EXERCISE:
Reproduce the records below, substituting "box coordinates" for every occurrence of "bounding boxes" and leaving everything else unchanged.
╔══
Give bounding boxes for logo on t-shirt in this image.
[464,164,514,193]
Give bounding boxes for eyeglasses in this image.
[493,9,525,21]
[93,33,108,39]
╚══
SOLUTION BELOW:
Give box coordinates for logo on t-shirt in this image.
[464,164,514,193]
Give box coordinates for eyeglasses in this image.
[493,9,525,21]
[93,33,108,39]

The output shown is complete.